[[ Data for this task open ]]
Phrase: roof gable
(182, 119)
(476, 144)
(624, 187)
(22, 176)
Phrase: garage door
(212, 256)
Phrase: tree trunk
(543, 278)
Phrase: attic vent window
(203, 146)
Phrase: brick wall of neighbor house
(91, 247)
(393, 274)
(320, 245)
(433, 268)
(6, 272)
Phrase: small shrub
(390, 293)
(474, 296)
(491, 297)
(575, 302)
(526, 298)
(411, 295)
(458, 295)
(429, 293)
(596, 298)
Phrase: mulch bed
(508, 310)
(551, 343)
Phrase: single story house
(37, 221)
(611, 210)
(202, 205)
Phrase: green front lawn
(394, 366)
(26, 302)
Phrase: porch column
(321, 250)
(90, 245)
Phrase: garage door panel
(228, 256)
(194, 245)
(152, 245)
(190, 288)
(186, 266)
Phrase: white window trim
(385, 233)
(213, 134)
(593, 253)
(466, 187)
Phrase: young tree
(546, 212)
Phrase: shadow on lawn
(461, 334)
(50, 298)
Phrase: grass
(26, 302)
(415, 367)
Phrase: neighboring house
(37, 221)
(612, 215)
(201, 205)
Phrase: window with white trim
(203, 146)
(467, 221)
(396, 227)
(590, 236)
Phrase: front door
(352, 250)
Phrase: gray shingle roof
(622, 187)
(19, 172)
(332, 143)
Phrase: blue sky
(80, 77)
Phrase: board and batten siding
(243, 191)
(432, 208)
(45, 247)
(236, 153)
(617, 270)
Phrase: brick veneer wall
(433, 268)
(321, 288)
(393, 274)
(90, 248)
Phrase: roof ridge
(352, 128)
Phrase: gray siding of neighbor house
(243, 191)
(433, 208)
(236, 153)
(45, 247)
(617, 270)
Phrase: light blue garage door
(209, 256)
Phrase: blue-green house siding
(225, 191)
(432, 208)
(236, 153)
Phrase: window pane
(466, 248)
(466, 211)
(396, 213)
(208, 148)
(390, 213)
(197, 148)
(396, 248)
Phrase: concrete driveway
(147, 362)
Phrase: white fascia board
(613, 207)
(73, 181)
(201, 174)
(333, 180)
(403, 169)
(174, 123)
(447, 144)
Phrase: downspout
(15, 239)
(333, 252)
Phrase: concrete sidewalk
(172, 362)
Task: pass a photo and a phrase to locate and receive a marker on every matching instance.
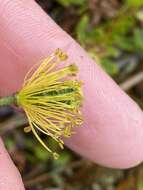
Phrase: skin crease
(112, 134)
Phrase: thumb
(112, 134)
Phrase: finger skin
(112, 134)
(10, 179)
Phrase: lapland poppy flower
(51, 98)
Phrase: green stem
(8, 100)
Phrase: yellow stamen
(51, 100)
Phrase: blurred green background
(111, 31)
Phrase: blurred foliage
(109, 39)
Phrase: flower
(51, 98)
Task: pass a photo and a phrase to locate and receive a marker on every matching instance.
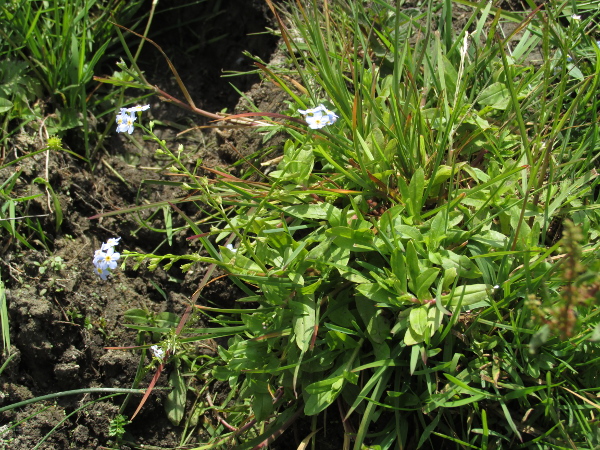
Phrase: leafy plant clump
(409, 264)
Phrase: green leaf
(424, 282)
(378, 327)
(5, 105)
(303, 321)
(318, 211)
(360, 240)
(412, 262)
(175, 403)
(418, 319)
(468, 295)
(415, 191)
(321, 394)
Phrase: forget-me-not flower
(318, 117)
(137, 108)
(157, 351)
(106, 258)
(127, 116)
(125, 121)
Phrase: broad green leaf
(415, 190)
(467, 295)
(412, 263)
(495, 95)
(418, 319)
(5, 105)
(303, 321)
(354, 240)
(378, 327)
(375, 292)
(175, 403)
(318, 211)
(424, 282)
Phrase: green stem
(73, 392)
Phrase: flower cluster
(106, 258)
(157, 351)
(127, 116)
(318, 117)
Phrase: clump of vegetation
(423, 261)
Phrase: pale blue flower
[[ Data for this task closed ]]
#### What you need to do:
Would you return all of the data above word for word, omitting every picture?

#### Response below:
Phrase: roof gable
(182, 119)
(476, 144)
(624, 187)
(22, 176)
Phrase: garage door
(212, 256)
Phrase: tree trunk
(543, 278)
Phrase: attic vent window
(203, 146)
Phrase: brick wall of neighbor house
(91, 247)
(393, 274)
(320, 245)
(433, 268)
(6, 272)
Phrase: small shrub
(390, 293)
(474, 296)
(491, 297)
(575, 302)
(526, 298)
(411, 295)
(458, 295)
(429, 293)
(596, 298)
Phrase: mulch bed
(508, 310)
(551, 343)
Phrase: single story house
(37, 221)
(611, 210)
(202, 205)
Phrase: green front lawn
(394, 366)
(26, 302)
Phrase: porch column
(321, 250)
(90, 245)
Phrase: garage door panel
(228, 256)
(194, 245)
(152, 245)
(190, 288)
(186, 266)
Phrase: white window trim
(385, 233)
(213, 134)
(593, 253)
(466, 187)
Phrase: young tree
(546, 212)
Phrase: shadow on lawn
(461, 334)
(50, 298)
Phrase: grass
(26, 302)
(415, 367)
Phrase: neighboring house
(37, 221)
(612, 215)
(201, 205)
Phrase: window with white trim
(203, 146)
(467, 221)
(396, 227)
(590, 236)
Phrase: front door
(352, 250)
Phrase: gray shingle roof
(622, 187)
(19, 172)
(332, 143)
Phrase: blue sky
(80, 77)
Phrase: board and batten siding
(243, 191)
(432, 208)
(45, 247)
(236, 153)
(617, 270)
Phrase: brick veneer wall
(433, 268)
(321, 288)
(393, 274)
(90, 248)
Phrase: roof ridge
(352, 128)
Phrase: gray siding of neighbor house
(243, 191)
(433, 208)
(236, 153)
(45, 247)
(617, 270)
Phrase: light blue garage door
(209, 256)
Phrase: blue-green house siding
(225, 191)
(432, 208)
(236, 153)
Phrase: window pane
(466, 248)
(466, 211)
(396, 213)
(208, 148)
(390, 213)
(197, 148)
(396, 248)
Phrase: concrete driveway
(147, 362)
Phrase: white fascia board
(613, 207)
(73, 181)
(201, 174)
(333, 180)
(403, 169)
(174, 123)
(447, 144)
Phrase: downspout
(15, 239)
(333, 252)
Phrase: concrete sidewalk
(172, 362)
Task: pass a photo and a phrase to locate and receive a marker on every matching instance.
Phrase: skin crease
(112, 134)
Phrase: thumb
(112, 134)
Phrase: finger skin
(112, 134)
(10, 179)
Phrase: lapland poppy flower
(51, 98)
Phrase: green stem
(8, 100)
Phrase: yellow stamen
(51, 100)
Phrase: blurred green background
(111, 31)
Phrase: blurred foliage
(109, 39)
Phrase: flower
(51, 98)
Task: pass a photo and a phrase to locate and receive a marker on every matching instance.
Phrase: leafy plant clump
(409, 264)
Phrase: green leaf
(424, 282)
(378, 327)
(5, 105)
(303, 321)
(318, 211)
(360, 240)
(412, 262)
(175, 403)
(418, 319)
(468, 295)
(415, 191)
(321, 394)
Phrase: forget-me-not flower
(318, 117)
(137, 108)
(157, 351)
(106, 258)
(127, 116)
(125, 121)
Phrase: broad green leaf
(415, 190)
(467, 295)
(412, 263)
(495, 95)
(418, 319)
(5, 105)
(303, 321)
(354, 240)
(378, 327)
(375, 292)
(175, 403)
(318, 211)
(424, 282)
Phrase: green stem
(73, 392)
Phrase: flower cluster
(106, 258)
(157, 351)
(127, 116)
(318, 117)
Phrase: clump of vegetation
(423, 261)
Phrase: pale blue flower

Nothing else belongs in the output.